Would you output each record exactly as it stands?

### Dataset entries
——

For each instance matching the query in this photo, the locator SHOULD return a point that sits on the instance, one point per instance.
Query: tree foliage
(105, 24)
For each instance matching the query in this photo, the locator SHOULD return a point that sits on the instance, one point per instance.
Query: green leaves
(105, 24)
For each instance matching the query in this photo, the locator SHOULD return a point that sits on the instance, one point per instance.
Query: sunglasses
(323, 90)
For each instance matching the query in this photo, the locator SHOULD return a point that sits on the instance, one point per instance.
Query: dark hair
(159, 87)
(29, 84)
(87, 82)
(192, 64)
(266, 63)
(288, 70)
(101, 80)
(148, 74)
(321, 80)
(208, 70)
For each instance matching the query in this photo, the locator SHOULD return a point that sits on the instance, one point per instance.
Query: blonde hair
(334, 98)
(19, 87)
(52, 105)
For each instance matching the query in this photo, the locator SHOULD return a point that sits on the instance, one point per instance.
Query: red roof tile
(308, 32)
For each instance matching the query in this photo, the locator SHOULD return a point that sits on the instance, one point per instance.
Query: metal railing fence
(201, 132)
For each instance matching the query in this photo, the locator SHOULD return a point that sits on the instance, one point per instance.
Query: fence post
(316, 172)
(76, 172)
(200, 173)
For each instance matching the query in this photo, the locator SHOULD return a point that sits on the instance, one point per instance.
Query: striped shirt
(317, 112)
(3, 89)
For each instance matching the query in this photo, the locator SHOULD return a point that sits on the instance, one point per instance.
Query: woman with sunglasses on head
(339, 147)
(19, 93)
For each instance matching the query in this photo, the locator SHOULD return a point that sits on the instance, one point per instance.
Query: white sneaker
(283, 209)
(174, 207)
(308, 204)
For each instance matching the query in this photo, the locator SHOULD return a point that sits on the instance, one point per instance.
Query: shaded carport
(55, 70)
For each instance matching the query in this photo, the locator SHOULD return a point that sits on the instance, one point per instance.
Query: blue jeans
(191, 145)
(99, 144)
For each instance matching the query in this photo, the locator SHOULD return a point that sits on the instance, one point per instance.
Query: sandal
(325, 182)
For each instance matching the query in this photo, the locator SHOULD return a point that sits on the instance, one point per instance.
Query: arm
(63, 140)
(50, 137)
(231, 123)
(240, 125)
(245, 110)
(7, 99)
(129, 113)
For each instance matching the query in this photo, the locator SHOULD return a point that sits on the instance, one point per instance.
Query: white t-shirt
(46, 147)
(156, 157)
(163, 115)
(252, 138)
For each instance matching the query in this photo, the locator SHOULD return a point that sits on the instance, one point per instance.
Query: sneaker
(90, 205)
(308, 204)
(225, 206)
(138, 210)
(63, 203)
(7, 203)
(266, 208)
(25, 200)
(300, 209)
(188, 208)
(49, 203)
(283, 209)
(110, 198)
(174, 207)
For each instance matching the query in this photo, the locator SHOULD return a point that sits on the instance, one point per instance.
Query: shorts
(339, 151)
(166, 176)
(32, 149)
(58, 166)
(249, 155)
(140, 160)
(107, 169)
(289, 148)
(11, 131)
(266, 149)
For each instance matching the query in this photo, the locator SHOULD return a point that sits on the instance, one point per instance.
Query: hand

——

### Answer section
For each instance matching the query in this photo, the locator SHOULD return a point that sits on the instance, one point per instance.
Query: tree foliage
(105, 24)
For each instance matching the query in this photo, the locator SHOULD return a point that sits on the instance, one point per instance.
Query: green leaves
(105, 24)
For each instance matching the query in this photo, the locator SHOULD return a point that sits on the instance, one point per instance.
Query: sunglasses
(323, 90)
For each instance matching the query in this photo, the locator SHOULD return a point that sits on the instance, one point per instance.
Query: dark hair
(159, 87)
(29, 84)
(87, 82)
(192, 64)
(266, 63)
(288, 70)
(101, 80)
(148, 74)
(321, 80)
(208, 70)
For each instance matching the query in this photo, the locator SHOULD return a point that sits on the instance, one point per instance.
Query: blonde hair
(334, 98)
(19, 87)
(52, 105)
For each instance matching the query in this photo, the locator SHOULD return a point that sits on the instance, one point per instance.
Query: red roof tile
(308, 32)
For each instance matching the query in this photo, the locator SHOULD return a point that sits on the instance, one point per instance.
Query: metal railing fence
(201, 132)
For each instance matching the query in this photo, the locator SHOULD return a point that sits on the instance, one point per instance.
Query: fence post
(316, 172)
(76, 172)
(200, 173)
For each instance matching the query in this photo, the locator SHOULD return a point that sits on the instance, one point per instance.
Query: striped shirt
(317, 112)
(3, 89)
For each instance matching the query in this photo, the locator SHOULD return a point that sits on the instance, one point per instance.
Query: woman with sunglasses on head
(339, 147)
(19, 93)
For each instance matching the query in this photo, the locator SHOULD return a point that sits on the instance, one point per instance.
Query: white sneaker
(283, 209)
(174, 207)
(308, 204)
For each instance matching the query in this photo, the locator SHOULD return a point that sits on the instance, one point per instance.
Query: shaded carport
(55, 70)
For each instance matching the query in this photo, the locator SHOULD return a point that sits on the instance, one point per instance.
Query: blue jeans
(191, 145)
(99, 144)
For each instance matching the query in this photo, the locator SHOULD return a point that sits on the instance, one point per instance.
Query: sandal
(325, 182)
For each instance matching the query in this photo, the locator SHOULD return a point that sits on the instance, one point per instance.
Query: arm
(63, 140)
(50, 137)
(231, 123)
(240, 125)
(245, 110)
(7, 99)
(129, 113)
For each instance matching the query in this photo, the locator SHOULD return a point that sits on the instance, one point per instance.
Query: white t-shirt
(46, 147)
(156, 157)
(163, 115)
(252, 138)
For each instance matching the query in this photo, the locator SHOULD return a point that sits on the instance, one point per instance.
Query: sneaker
(90, 205)
(308, 204)
(225, 206)
(138, 210)
(63, 203)
(7, 203)
(266, 208)
(25, 200)
(300, 209)
(188, 208)
(49, 203)
(283, 209)
(110, 198)
(174, 207)
For each instance matching the query in this photo, the locator SHOULD return a point that sits on the instance, one point per instance.
Query: shorts
(339, 151)
(166, 176)
(32, 149)
(58, 166)
(249, 155)
(140, 160)
(107, 169)
(289, 148)
(11, 131)
(266, 149)
For each instance matching the query in this photo, the locator SHOULD return a point that sits on the instance, one point per instance.
Query: hand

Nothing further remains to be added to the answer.